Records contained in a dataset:
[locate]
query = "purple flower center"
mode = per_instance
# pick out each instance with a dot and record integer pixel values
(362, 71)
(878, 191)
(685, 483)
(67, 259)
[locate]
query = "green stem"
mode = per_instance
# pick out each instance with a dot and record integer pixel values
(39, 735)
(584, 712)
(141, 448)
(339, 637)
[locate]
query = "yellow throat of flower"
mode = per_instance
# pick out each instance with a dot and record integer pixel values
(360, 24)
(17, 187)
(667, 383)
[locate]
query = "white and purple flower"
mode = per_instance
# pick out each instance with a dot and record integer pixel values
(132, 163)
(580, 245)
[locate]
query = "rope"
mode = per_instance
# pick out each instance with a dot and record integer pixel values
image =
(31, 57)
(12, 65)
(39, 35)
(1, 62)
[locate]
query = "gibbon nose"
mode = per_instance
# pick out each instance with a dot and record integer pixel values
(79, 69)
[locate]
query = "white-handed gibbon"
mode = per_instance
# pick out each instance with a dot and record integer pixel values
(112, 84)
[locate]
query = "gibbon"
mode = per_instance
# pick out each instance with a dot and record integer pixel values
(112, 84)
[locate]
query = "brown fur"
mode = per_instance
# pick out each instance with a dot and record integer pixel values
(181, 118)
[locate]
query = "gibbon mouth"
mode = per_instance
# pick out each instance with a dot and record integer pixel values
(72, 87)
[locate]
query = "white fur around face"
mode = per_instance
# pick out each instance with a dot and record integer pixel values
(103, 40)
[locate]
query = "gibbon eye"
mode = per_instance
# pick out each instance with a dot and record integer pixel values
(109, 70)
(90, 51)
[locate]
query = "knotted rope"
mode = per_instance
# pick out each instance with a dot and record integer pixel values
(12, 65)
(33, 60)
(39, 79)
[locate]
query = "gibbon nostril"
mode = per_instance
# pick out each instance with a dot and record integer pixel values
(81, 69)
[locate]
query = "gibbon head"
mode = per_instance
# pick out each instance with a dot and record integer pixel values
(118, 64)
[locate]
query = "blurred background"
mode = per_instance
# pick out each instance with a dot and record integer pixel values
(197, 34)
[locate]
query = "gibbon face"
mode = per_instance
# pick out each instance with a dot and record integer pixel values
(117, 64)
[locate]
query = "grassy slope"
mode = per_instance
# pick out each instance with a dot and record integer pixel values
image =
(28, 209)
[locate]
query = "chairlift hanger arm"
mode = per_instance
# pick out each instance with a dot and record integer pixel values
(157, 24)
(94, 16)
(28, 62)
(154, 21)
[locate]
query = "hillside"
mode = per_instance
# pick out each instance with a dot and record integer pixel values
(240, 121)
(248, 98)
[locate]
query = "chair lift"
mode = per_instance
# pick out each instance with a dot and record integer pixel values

_Aim of the task_
Above are some records. Print them all exactly.

_The solution_
[locate]
query = "purple flower center"
mode = per_instance
# pick out each instance with a dot and record integer pixel values
(362, 71)
(878, 191)
(685, 483)
(67, 259)
[locate]
query = "green stem"
mode = per_instance
# pick out each instance with a dot and record integer pixel values
(39, 735)
(584, 712)
(141, 448)
(339, 637)
[locate]
query = "yellow throat of flower"
mode = per_instance
# pick out each instance with a dot and record integer pixel values
(360, 24)
(17, 187)
(667, 383)
[locate]
query = "white and purple flower"
mode = per_instance
# pick out each instance with a dot and record integer pixel values
(132, 163)
(580, 245)
[locate]
query = "rope"
mode = per_instance
# pick out each instance with a dot and record integer pixel values
image =
(31, 57)
(12, 65)
(39, 35)
(1, 62)
[locate]
query = "gibbon nose"
mode = per_instance
# pick out each instance with a dot and record integer pixel values
(79, 69)
[locate]
query = "white-handed gibbon"
mode = per_instance
# pick out each instance with a dot and record integer pixel values
(112, 84)
[locate]
query = "gibbon"
mode = per_instance
# pick out each instance with a dot and record integer pixel values
(112, 84)
[locate]
query = "brown fur"
mode = per_instance
# pick out each instance with a dot and record integer pixel values
(181, 118)
[locate]
query = "gibbon mouth"
mode = per_instance
# pick out each instance with a dot and record integer pixel values
(72, 87)
[locate]
query = "white fur around face"
mode = per_instance
# pick out each instance with a dot and record integer pixel values
(103, 40)
[locate]
query = "gibbon eye"
mode = per_instance
# pick out each instance with a dot and record integer pixel values
(109, 70)
(90, 51)
[locate]
query = "knotted rope"
mode = per_instance
# pick out each instance with a dot and record integer pixel values
(12, 65)
(33, 60)
(39, 79)
[locate]
query = "gibbon nostril"
mode = per_instance
# pick out each instance with a dot and record integer pixel values
(81, 69)
[locate]
query = "gibbon head"
mode = per_instance
# pick out each instance with a dot and record integer pixel values
(118, 64)
[locate]
query = "blurred background"
mode = per_instance
# pick out each instance with a dot and record integer pixel values
(197, 34)
[locate]
query = "gibbon face"
mode = per_instance
# pick out each instance with a dot and record integer pixel values
(117, 64)
[locate]
query = "grassy slope"
mode = per_instance
# pick out each instance with a dot and record integer pixel values
image =
(28, 209)
[locate]
query = "chairlift hanger arm"
mode = per_instance
# pick out each instance with a dot and record integer pixel values
(157, 24)
(94, 16)
(28, 62)
(154, 21)
[locate]
query = "hillside"
mode = per_instance
# pick out each instance with a dot and record integer pixel values
(240, 121)
(248, 98)
[locate]
query = "chair lift"
mode = per_instance
# pick out each instance with a dot and record integer pixel values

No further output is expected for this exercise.